*Perguntas a responder*:
1. Indique se cada afirmação concorda com o texto abaixo sobre acolhimento familiar, respondendo sim ou não e citando as palavras decisivas do texto: (a) O acolhimento familiar é uma medida de caráter permanente. (b) Em 2012, 419 crianças e jovens estiveram em famílias de acolhimento. (c) A motivação mais frequente para as famílias se tornarem acolhedoras é o compromisso social.
2. Segundo o texto abaixo sobre acolhimento familiar, por que meios as famílias tomaram conhecimento desta medida de colocação?

*Excerto do documento*:
::::

O acolhimento familiar é uma medida de colocação contemplada na Lei de Proteção de Crianças e Jovens em Perigo [LPCJP] (aprovada pela Lei 147/99) e consiste na atribuição da confiança da criança ou jovem a uma pessoa singular ou a uma família. Tal como todas as medidas previstas nesta lei, o acolhimento familiar é uma medida de caráter temporário, tendo por pressuposto o retorno da criança/jovem à sua família de origem.
No ano de 2012 estiveram integrad@s em famílias de acolhimento 419 crianças e jovens (fonte: Relatório de Caracterização Anual da Situação de Acolhimento das Crianças e Jovens, 2012), correspondendo a apenas 4,9% do total das crianças e jovens que se encontram com medidas de colocação aplicadas.
Em 2008 Valle, Lopéz, Montserrat e Bravo desenvolveram uma investigação sobre o acolhimento familiar em Espanha tendo obtido resultados muito positivos. Estes investigadores consideraram primordial conhecer quais os indicadores estatísticos que contribuem para os resultados obtidos relativamente ao acolhimento familiar em Espanha e tiveram por objetivos compreender o perfil das crianças acolhidas e dos seus acolhedores, as caraterísticas que mais se destacaram das famílias de origem e outras questões derivadas do processo administrativo do acolhimento.
Apesar de a investigação ser bastante abrangente, neste artigo irei apenas refletir sobre três pontos: 1) a avaliação que as famílias acolhedoras têm da sua própria experiência enquanto tal; 2) a avaliação das crianças durante o acolhimento e, 3) a avaliação dos acolhedores relativamente ao processo e à sua própria experiência e uma compreensão dos dados obtidos e seus resultados.
AVALIAÇÃO POR PARTE DOS ACOLHEDORES:
Os investigadores quiseram aferir a perceção que os acolhedores têm da sua experiência enquanto tal. Os resultados mostraram que as principais motivações para estas famílias se tornarem acolhedoras são (por ordem de ocorrência): “ajudar a criança”, “a experiência de paternidade e maternidade”, “compromisso social”, entre outros com menor incidência. O facto de os acolhedores desejarem experienciar a parentalidade está intimamente relacionado com a posterior adopção da criança acolhida, pois foi esse o desfecho para um terço dos casos.* As famílias tomaram conhecimento desta medida de colocação através, essencialmente, de campanhas publicitárias e de amigos ou familiares.

::::

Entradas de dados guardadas
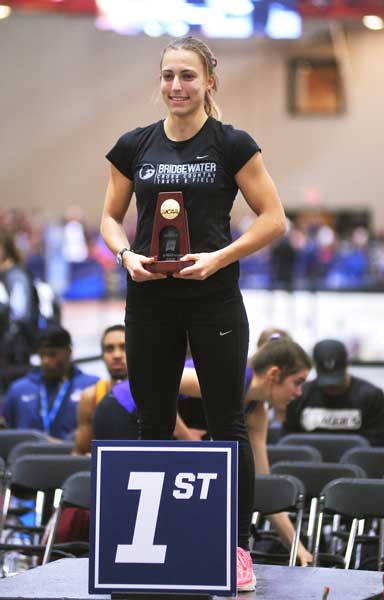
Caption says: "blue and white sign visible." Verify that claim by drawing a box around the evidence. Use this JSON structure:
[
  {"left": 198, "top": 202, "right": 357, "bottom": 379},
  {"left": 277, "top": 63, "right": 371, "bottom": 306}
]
[{"left": 89, "top": 441, "right": 237, "bottom": 596}]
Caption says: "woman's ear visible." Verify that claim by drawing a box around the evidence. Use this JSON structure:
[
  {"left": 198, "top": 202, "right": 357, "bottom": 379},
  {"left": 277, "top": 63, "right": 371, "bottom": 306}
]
[{"left": 265, "top": 365, "right": 281, "bottom": 383}]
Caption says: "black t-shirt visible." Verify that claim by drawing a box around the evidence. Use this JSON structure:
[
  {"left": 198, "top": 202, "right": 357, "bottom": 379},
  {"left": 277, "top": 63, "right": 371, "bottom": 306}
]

::::

*Respostas dadas*:
1.
(a) Não: "o acolhimento familiar é uma medida de caráter temporário".
(b) Sim: "No ano de 2012 estiveram integrad@s em famílias de acolhimento 419 crianças e jovens".
(c) Não: "as principais motivações para estas famílias se tornarem acolhedoras são (por ordem de ocorrência): “ajudar a criança”".

2. Essencialmente através de campanhas publicitárias e de amigos ou familiares.